*課題 1:*
以下の本文抜粋について、次の問いに答えよ。
(a) 本書は何から構成されているか。
(b) 第二章の題名は何か。
(c) 第三章で長野に再住していた期間は何年から何年までか。
##### 本文抜粋
本書は五つの章と、年譜から構成されている。

・ 第一章 ウォーラー司祭が来日した時代
日本開国によるキリスト教の再伝道/イギリス、アメリカ聖公会の日本伝道/イギリス植民地教会から出発したカナダ聖公会の日本伝道

・ 第二章 カナダでのウォーラー司祭
ウォーラー師の育った家庭/来日まで

・ 第三章 日本でのウォーラー司祭
来日したウォーラー師/長野での最初期の伝道(1892?1898)/最初の休暇帰国と帰任して(1898?1914)/長野に再住して
(1915〜1942)

・ 第四章 カナダでの最晩年のウォーラー司祭(1943?1945)
##########
##### 提供記録
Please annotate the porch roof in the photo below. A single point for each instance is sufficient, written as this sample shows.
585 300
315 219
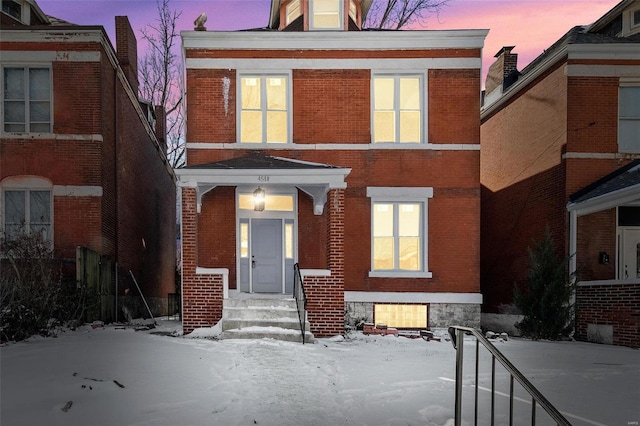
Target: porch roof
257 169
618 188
##########
*課題 2:* 上の記録の全行を、「番号」と「内容」の二列からなるMarkdownの表に整形してください。空行は省き、画像は表に含めないこと。

*正解 1:*
(a) 五つの章と年譜
(b) カナダでのウォーラー司祭
(c) 1915〜1942

*正解 2:*
| 番号 | 内容 |
|---|---|
| 1 | Please annotate the porch roof in the photo below. A single point for each instance is sufficient, written as this sample shows. |
| 2 | 585 300 |
| 3 | 315 219 |
| 4 | Target: porch roof |
| 5 | 257 169 |
| 6 | 618 188 |